*** Task material ***

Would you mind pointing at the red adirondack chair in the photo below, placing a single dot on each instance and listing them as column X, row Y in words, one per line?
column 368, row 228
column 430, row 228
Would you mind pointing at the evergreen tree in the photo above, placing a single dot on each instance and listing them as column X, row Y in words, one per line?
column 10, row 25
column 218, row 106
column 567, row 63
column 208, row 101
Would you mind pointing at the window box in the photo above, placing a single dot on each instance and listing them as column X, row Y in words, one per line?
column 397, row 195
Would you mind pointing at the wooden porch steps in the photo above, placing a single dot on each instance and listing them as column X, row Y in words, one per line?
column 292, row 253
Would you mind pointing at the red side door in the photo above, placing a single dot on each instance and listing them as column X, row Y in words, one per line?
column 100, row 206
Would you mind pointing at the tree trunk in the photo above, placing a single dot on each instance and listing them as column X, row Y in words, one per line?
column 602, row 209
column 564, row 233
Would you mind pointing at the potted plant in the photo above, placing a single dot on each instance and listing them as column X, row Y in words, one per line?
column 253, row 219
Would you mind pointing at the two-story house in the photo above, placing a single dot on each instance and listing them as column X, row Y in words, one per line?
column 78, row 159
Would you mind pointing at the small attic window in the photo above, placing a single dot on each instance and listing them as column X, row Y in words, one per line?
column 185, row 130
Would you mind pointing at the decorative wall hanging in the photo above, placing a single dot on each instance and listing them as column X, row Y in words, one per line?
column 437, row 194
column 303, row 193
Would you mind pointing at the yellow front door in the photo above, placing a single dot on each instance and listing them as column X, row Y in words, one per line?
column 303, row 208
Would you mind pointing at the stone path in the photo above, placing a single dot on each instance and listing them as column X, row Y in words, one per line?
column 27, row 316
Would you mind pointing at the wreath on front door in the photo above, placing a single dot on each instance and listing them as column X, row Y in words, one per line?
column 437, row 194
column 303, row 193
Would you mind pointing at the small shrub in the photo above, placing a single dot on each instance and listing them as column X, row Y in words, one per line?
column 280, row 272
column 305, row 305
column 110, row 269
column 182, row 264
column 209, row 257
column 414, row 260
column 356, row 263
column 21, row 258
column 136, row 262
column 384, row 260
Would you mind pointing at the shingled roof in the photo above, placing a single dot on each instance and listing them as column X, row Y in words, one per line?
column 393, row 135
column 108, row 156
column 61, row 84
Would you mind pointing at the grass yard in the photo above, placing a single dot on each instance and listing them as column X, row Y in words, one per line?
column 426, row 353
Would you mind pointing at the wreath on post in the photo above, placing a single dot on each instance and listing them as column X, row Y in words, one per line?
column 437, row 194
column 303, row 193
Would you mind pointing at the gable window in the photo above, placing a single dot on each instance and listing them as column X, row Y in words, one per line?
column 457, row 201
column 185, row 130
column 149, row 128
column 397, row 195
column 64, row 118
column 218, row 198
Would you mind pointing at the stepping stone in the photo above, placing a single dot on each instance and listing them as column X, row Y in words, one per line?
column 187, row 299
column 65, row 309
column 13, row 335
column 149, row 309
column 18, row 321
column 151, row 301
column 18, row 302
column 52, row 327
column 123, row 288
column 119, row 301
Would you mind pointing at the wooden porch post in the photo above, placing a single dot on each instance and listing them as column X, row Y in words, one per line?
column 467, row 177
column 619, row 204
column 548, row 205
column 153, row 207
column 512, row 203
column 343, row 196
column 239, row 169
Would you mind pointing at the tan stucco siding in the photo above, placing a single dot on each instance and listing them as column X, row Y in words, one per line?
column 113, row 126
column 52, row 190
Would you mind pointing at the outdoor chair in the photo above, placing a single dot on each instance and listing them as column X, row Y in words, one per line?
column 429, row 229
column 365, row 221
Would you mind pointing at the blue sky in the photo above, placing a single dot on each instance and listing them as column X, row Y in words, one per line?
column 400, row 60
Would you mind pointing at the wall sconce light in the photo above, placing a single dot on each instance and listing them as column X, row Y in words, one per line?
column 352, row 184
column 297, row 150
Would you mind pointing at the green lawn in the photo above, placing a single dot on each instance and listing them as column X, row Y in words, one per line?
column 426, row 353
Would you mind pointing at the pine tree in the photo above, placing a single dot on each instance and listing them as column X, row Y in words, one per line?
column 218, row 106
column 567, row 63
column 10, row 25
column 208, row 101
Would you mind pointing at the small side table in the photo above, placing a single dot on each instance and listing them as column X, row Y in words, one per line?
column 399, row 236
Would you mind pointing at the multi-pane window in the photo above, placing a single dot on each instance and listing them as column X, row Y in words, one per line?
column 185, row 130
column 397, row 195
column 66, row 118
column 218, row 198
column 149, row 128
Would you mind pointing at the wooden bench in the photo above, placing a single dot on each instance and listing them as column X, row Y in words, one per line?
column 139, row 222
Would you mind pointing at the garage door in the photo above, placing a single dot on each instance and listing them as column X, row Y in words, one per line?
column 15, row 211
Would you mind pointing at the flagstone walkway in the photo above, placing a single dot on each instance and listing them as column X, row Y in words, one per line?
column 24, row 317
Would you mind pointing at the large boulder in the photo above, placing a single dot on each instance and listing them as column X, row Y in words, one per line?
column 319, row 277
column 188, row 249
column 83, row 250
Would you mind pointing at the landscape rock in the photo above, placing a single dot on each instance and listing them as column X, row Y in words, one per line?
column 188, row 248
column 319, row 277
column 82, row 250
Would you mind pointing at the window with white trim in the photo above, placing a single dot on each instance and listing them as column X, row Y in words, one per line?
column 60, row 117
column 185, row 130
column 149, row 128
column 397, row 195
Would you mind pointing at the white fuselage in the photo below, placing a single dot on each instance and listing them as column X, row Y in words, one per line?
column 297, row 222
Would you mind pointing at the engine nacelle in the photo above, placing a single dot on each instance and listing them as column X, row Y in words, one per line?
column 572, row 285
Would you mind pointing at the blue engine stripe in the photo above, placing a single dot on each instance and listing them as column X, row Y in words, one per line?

*** End of Task material ***

# Work required
Every line of the listing must be written out again exactly.

# Solved problem
Would you mind pointing at the red adirondack chair in the photo below, placing a single dot on each instance and listing them as column X, row Y in words, one per line?
column 368, row 228
column 430, row 228
Would you mind pointing at the evergreen tree in the photo above, placing a single dot on each instance and listing them as column X, row Y in words, one per line?
column 10, row 25
column 218, row 106
column 567, row 63
column 208, row 101
Would you mind pointing at the window box in the photo above, placing a single dot on each instance and listing them as column X, row Y in words, one per line?
column 397, row 195
Would you mind pointing at the wooden porch steps in the photo above, placing a single dot on each instance and listing them as column X, row Y in words, one per line?
column 292, row 253
Would you mind pointing at the red side door in the photo above, placing a single dot on each instance and listing them as column X, row Y in words, one per line?
column 100, row 206
Would you mind pointing at the tree trunk in the photo above, placing a single dot on each instance and listing them as column X, row Y in words, one per line?
column 602, row 209
column 564, row 233
Would you mind pointing at the potted plant in the photo above, placing a single dot on each instance and listing them as column X, row Y in words, one per line?
column 253, row 219
Would you mind pointing at the two-story house in the photo above, placing a single dot on each instance and listing them as column X, row Y in words, one per line?
column 78, row 159
Would you mind pointing at the small attic window in the photo above, placing a single dot on each instance and listing them as column X, row Y in words, one per line?
column 185, row 130
Would you mind pointing at the decorative wall hanging in the photo above, placing a single dot on each instance and listing them as column X, row Y in words, one per line?
column 437, row 194
column 303, row 193
Would you mind pointing at the yellow front door in the photo above, placing a single dot on each instance and listing them as column X, row Y in words, one per line?
column 303, row 208
Would you mind pointing at the stone path in the photo above, placing a single dot on each instance and listing them as column X, row Y in words, one per line?
column 27, row 316
Would you mind pointing at the wreath on front door in the photo above, placing a single dot on each instance and listing them as column X, row Y in words, one per line?
column 437, row 194
column 303, row 193
Would you mind pointing at the small shrub in the photo above, placing a single dot on each instance and listing them as column X, row Y in words, one per line?
column 280, row 272
column 305, row 305
column 110, row 269
column 182, row 264
column 209, row 257
column 414, row 260
column 356, row 263
column 21, row 258
column 136, row 262
column 384, row 260
Would you mind pointing at the shingled roof in the photo above, placing a single dot on each instance and listing them as column X, row Y in words, one per line?
column 393, row 135
column 108, row 156
column 61, row 84
Would you mind pointing at the grass yard in the photo above, placing a single dot on each instance and listing them as column X, row Y in words, one per line?
column 426, row 353
Would you mind pointing at the wreath on post in the photo above, placing a single dot on each instance and listing them as column X, row Y in words, one per line?
column 437, row 194
column 303, row 193
Would you mind pointing at the gable window in the photo above, placing a single dot on each instance and listing them as column X, row Y in words, one per line?
column 457, row 201
column 185, row 130
column 149, row 128
column 397, row 195
column 64, row 118
column 218, row 198
Would you mind pointing at the stepping stone in the photo above, placing a single dot on each instance and listing them as column X, row Y in words, one per line?
column 187, row 299
column 65, row 309
column 13, row 335
column 149, row 309
column 18, row 321
column 151, row 301
column 18, row 302
column 52, row 327
column 123, row 288
column 119, row 301
Would you mind pointing at the wooden porch post in the photo above, placing a single dot on each instance and listing them as column X, row Y in words, one per line?
column 467, row 177
column 619, row 204
column 548, row 205
column 153, row 207
column 512, row 203
column 343, row 196
column 239, row 169
Would you mind pointing at the tan stucco siding in the photo above, placing a single dot on each instance and listing them as column X, row Y in words, one per line?
column 113, row 126
column 52, row 190
Would you mind pointing at the outdoor chair in the photo above, placing a single dot on each instance and listing them as column X, row Y in words, one per line?
column 429, row 229
column 365, row 221
Would you mind pointing at the blue sky in the photo above, placing a single dot on each instance and listing them as column X, row Y in words, one per line?
column 400, row 60
Would you mind pointing at the wall sconce light in the photo above, placing a single dot on each instance and listing them as column X, row Y in words, one per line?
column 352, row 184
column 297, row 150
Would you mind pointing at the green lawn in the photo above, placing a single dot on each instance and listing them as column X, row Y in words, one per line?
column 426, row 353
Would you mind pointing at the pine tree in the photo above, placing a single dot on each instance and listing them as column X, row Y in words, one per line?
column 218, row 106
column 567, row 63
column 10, row 25
column 208, row 101
Would you mind pointing at the small side table in the photo above, placing a single dot on each instance and listing them as column X, row Y in words, one per line?
column 399, row 236
Would you mind pointing at the multi-pane window in the photo above, placing a single dot on each instance and listing them as column X, row Y in words, one per line?
column 185, row 130
column 397, row 195
column 66, row 118
column 218, row 198
column 149, row 128
Would you mind pointing at the wooden bench in the photo above, placing a single dot on each instance and listing them as column X, row Y in words, one per line?
column 139, row 222
Would you mind pointing at the garage door in the photo above, placing a single dot on each instance and listing them as column X, row Y in words, one per line?
column 15, row 211
Would you mind pointing at the flagstone walkway in the photo above, placing a single dot on each instance and listing them as column X, row Y in words, one per line?
column 24, row 317
Would you mind pointing at the large boulder in the photo above, placing a single dot on each instance and listing them as column X, row Y in words, one per line?
column 319, row 277
column 188, row 249
column 83, row 250
Would you mind pointing at the landscape rock in the photo above, placing a single dot on each instance and listing them as column X, row Y in words, one per line?
column 188, row 248
column 319, row 277
column 82, row 250
Would you mind pointing at the window with white trim in the photo above, placing a single dot on each instance and listing them as column X, row Y in words, one per line?
column 60, row 117
column 185, row 130
column 149, row 128
column 397, row 195
Would you mind pointing at the white fuselage in the photo below, placing a single dot on each instance and listing them as column X, row Y in words, one per line?
column 297, row 222
Would you mind pointing at the engine nacelle in the photo above, placing a single dot on each instance and listing them as column X, row Y in words, one per line?
column 572, row 285
Would you mind pointing at the blue engine stripe in the photo above, placing a single dot on each instance and listing them as column X, row Y in words, one per line?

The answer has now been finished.